Exercise aim: Would you please output the lines from the one holding "Mark the dark red" to the end of the entries, exactly and with no others?

Given records Start Marker

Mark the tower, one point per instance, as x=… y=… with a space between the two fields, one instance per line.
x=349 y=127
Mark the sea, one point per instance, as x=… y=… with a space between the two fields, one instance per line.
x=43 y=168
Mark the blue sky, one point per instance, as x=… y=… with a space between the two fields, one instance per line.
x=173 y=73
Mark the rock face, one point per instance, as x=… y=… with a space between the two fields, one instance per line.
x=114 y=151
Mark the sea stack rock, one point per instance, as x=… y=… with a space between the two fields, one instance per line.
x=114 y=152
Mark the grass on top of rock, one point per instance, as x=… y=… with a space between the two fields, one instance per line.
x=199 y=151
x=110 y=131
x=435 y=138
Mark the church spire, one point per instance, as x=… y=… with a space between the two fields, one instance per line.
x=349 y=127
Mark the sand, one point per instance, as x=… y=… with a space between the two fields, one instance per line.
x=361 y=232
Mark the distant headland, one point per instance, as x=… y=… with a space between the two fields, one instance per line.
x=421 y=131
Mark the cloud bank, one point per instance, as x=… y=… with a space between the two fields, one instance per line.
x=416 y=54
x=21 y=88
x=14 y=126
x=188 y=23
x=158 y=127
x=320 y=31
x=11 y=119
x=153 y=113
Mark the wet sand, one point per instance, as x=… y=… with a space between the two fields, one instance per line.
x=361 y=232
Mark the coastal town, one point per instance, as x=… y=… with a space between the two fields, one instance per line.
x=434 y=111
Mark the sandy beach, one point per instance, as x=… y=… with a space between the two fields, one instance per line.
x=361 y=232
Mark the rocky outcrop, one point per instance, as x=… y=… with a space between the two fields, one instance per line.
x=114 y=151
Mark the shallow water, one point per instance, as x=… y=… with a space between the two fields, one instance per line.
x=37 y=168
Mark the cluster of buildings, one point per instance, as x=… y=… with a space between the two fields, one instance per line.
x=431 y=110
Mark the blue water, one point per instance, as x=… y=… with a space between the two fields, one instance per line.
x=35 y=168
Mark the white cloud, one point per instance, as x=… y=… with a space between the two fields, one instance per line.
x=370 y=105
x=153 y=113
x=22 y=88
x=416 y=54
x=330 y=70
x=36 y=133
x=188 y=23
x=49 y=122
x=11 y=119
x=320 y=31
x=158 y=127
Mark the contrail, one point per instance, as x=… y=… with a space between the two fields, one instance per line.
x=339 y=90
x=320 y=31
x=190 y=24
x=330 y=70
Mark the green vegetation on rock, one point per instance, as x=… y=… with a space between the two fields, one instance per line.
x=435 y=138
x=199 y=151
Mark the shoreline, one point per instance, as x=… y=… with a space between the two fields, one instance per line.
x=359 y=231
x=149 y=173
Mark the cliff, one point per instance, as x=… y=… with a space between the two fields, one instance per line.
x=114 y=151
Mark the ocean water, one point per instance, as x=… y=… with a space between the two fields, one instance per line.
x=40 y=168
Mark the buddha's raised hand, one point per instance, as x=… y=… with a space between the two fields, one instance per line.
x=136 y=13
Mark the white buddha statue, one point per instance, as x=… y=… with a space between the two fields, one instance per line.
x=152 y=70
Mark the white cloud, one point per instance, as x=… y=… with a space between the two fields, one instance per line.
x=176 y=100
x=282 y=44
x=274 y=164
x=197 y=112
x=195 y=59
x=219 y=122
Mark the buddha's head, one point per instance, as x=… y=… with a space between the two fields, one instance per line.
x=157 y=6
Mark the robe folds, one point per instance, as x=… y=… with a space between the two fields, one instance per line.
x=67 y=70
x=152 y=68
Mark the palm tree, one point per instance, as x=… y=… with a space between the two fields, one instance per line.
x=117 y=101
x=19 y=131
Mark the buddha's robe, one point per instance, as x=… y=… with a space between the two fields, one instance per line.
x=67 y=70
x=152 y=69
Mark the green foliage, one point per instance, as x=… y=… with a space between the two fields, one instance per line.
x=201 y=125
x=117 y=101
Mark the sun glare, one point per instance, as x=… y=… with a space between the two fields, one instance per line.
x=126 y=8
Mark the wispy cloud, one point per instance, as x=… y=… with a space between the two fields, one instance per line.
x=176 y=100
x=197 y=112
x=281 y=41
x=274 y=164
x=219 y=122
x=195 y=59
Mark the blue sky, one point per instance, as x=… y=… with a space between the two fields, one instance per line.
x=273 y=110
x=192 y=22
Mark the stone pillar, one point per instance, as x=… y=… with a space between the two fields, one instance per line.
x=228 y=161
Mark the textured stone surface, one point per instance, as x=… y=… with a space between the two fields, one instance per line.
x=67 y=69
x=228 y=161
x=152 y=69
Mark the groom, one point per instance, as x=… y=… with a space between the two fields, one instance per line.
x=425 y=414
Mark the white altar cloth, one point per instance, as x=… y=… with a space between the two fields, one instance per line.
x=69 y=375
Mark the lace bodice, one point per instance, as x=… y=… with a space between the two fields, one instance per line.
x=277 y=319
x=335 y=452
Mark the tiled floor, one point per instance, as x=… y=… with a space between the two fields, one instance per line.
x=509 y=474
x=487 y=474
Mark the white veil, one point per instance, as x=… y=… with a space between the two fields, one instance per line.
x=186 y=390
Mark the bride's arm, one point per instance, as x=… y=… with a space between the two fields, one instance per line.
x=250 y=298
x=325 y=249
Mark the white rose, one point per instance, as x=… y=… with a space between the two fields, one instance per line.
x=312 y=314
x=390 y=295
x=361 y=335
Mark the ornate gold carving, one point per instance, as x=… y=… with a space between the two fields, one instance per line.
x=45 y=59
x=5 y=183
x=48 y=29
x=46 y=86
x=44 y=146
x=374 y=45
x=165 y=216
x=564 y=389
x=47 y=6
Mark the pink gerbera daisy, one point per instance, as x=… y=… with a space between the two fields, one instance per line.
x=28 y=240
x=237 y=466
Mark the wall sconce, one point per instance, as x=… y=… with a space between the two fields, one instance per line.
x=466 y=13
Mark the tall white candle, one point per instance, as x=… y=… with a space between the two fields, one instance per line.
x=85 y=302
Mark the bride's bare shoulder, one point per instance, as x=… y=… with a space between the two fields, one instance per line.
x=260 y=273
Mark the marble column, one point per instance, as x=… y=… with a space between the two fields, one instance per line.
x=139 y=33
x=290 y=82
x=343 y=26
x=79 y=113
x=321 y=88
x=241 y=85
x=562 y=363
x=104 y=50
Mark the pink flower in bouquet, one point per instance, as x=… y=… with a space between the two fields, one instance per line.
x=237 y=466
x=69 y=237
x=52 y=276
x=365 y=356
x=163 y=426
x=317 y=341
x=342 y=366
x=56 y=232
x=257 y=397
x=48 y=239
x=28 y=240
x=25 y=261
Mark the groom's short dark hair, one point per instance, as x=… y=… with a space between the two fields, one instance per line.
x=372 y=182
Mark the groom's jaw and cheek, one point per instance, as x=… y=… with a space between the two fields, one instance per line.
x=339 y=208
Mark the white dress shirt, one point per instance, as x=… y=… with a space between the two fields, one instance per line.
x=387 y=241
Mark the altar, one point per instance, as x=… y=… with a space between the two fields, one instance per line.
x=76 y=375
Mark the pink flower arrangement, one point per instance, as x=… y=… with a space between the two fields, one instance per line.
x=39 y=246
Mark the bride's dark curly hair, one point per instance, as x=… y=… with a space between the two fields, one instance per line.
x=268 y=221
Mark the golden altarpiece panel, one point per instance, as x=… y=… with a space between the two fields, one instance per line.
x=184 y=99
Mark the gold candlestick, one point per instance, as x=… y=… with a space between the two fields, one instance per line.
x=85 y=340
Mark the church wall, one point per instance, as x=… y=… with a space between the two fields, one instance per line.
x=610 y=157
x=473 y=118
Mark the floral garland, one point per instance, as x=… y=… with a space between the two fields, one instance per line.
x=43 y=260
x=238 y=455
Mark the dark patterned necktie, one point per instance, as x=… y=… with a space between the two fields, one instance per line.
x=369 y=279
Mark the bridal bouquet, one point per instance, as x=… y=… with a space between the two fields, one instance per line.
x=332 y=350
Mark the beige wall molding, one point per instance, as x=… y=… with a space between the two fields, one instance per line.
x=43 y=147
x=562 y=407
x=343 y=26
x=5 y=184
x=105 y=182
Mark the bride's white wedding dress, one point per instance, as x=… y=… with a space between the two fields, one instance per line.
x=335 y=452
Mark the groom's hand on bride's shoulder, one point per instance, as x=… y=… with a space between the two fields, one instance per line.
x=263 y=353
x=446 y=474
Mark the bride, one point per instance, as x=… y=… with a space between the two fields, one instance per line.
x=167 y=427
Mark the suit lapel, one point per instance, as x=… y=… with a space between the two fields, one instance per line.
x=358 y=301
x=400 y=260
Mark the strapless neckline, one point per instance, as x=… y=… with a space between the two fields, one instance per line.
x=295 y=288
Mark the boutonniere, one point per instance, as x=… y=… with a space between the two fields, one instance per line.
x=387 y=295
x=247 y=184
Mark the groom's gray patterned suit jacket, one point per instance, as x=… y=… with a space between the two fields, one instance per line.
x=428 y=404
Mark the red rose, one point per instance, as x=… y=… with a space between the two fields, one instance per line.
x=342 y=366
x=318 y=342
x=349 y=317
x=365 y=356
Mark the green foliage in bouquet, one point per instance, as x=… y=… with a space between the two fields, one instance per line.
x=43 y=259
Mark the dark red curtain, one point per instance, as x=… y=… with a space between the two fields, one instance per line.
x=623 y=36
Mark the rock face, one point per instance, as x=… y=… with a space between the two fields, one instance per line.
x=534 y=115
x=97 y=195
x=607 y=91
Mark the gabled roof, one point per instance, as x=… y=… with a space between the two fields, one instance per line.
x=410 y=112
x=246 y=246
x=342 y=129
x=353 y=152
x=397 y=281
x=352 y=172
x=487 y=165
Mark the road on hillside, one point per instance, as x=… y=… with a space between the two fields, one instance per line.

Given records End Marker

Solved exercise:
Mark the dark red curtain, one point per instance, as x=… y=… with a space between the two fields, one instance per line.
x=623 y=36
Mark the rock face, one point per instance, as x=… y=… with a space between the two fields, one instance per line.
x=534 y=115
x=97 y=195
x=607 y=91
Mark the gabled roof, one point per instance, as x=… y=… with a space between the two fields, one instance per line.
x=410 y=112
x=246 y=246
x=342 y=129
x=353 y=152
x=397 y=281
x=352 y=172
x=487 y=165
Mark the road on hillside, one point per instance, as x=… y=… with a space between the two fields, one instance per line.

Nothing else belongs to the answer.